# The problem
State the number of lines that hold "instance" in the records below, with no other words.

[Dataset entries]
◇ ◇ ◇ ◇

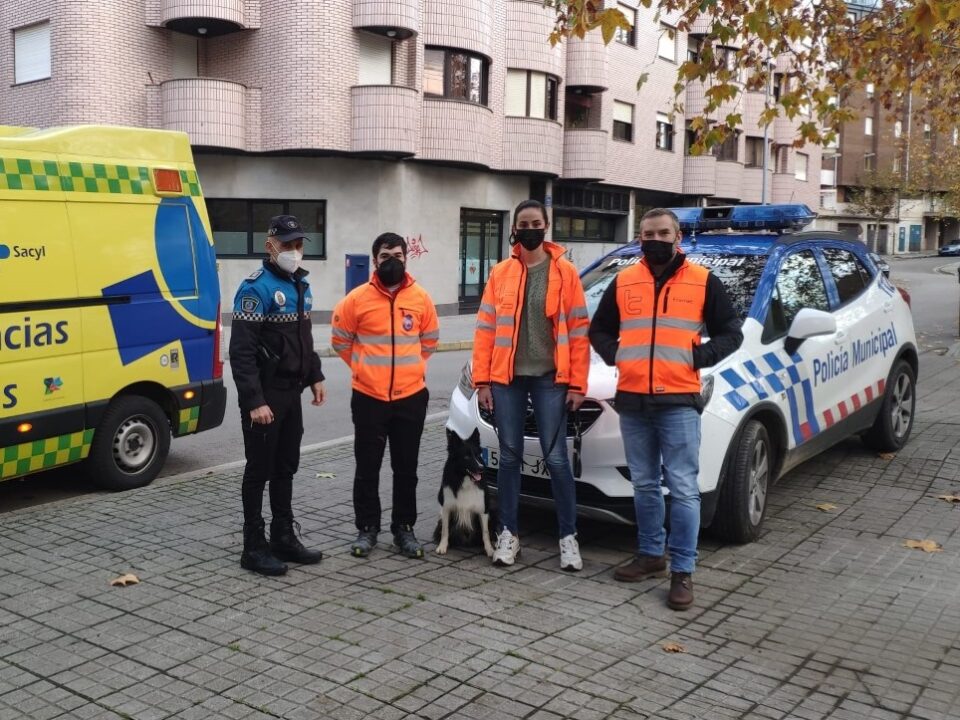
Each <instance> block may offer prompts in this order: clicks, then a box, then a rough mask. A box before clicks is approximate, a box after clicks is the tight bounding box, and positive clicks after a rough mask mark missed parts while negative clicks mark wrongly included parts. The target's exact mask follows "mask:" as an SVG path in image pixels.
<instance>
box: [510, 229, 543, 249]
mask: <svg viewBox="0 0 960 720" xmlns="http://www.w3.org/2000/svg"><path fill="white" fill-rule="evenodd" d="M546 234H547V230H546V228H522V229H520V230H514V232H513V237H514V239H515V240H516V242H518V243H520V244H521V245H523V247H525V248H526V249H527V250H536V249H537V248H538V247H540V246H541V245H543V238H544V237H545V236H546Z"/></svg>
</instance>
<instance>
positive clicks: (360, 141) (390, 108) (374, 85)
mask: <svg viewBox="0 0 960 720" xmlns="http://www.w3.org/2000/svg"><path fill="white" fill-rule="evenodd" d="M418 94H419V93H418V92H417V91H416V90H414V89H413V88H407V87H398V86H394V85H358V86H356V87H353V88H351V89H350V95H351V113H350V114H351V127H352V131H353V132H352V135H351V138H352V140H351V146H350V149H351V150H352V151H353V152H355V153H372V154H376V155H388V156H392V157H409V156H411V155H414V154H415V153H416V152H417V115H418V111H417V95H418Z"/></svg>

◇ ◇ ◇ ◇

# Exercise response
4